(Given records Opens)

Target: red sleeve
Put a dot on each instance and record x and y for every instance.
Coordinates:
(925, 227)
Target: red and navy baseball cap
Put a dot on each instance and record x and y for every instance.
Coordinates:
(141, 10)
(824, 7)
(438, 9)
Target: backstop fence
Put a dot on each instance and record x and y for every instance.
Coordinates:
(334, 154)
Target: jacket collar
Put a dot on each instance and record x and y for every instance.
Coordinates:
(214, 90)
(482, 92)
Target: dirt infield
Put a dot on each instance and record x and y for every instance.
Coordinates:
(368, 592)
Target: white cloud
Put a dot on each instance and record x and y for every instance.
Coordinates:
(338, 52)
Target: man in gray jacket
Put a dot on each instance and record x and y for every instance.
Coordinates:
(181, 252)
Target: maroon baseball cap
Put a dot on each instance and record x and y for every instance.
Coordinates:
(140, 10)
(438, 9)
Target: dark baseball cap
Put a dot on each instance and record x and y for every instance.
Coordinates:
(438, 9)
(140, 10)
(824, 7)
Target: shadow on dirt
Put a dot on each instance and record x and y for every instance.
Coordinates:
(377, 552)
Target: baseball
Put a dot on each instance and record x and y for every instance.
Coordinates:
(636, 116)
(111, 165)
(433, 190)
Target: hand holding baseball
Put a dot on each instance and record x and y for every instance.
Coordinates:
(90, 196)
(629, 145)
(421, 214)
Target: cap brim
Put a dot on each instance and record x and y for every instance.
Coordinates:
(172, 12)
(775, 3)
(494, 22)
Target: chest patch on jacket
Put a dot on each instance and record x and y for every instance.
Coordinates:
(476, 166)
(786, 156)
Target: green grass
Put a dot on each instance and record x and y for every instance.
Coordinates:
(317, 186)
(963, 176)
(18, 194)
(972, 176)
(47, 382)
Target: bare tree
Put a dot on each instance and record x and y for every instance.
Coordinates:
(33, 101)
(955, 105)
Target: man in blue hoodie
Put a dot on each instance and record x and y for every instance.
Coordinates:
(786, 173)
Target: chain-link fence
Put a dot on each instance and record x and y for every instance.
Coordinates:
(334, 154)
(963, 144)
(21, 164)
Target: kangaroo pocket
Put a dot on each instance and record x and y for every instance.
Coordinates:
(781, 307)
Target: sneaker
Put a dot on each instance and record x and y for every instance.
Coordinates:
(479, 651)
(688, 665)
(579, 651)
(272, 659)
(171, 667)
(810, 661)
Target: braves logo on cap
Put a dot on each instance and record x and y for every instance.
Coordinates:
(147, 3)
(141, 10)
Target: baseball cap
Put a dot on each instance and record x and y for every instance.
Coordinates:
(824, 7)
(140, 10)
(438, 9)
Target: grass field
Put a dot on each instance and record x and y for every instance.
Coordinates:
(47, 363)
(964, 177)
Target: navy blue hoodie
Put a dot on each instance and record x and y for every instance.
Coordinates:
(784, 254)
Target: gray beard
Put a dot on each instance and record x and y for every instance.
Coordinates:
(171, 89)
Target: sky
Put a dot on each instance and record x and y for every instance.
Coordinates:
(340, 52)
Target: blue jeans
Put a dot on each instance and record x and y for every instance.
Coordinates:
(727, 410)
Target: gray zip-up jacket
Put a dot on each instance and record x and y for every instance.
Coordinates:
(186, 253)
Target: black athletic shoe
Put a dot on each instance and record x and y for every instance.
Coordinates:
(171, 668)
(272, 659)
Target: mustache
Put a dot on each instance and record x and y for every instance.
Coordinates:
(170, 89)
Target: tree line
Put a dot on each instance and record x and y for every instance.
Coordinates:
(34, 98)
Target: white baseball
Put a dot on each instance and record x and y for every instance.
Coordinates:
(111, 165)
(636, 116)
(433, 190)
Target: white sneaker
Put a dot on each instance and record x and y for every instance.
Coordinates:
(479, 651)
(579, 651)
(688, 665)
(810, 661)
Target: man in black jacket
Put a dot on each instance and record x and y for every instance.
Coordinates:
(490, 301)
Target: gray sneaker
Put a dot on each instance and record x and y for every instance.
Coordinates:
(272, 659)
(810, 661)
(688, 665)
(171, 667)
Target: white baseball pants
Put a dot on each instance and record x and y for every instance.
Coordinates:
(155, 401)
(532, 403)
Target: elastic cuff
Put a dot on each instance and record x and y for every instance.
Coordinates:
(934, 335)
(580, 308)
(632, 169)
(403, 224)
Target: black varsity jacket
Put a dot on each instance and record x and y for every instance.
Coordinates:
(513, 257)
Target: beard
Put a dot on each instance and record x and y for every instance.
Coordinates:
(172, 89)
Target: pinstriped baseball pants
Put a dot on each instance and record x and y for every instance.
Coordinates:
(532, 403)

(Given records Closes)

## Task prompt
Return only those lines of the records that contain the string "white".

## Problem solution
Target: white cloud
Target: white baseball
Target: white sneaker
Target: white baseball pants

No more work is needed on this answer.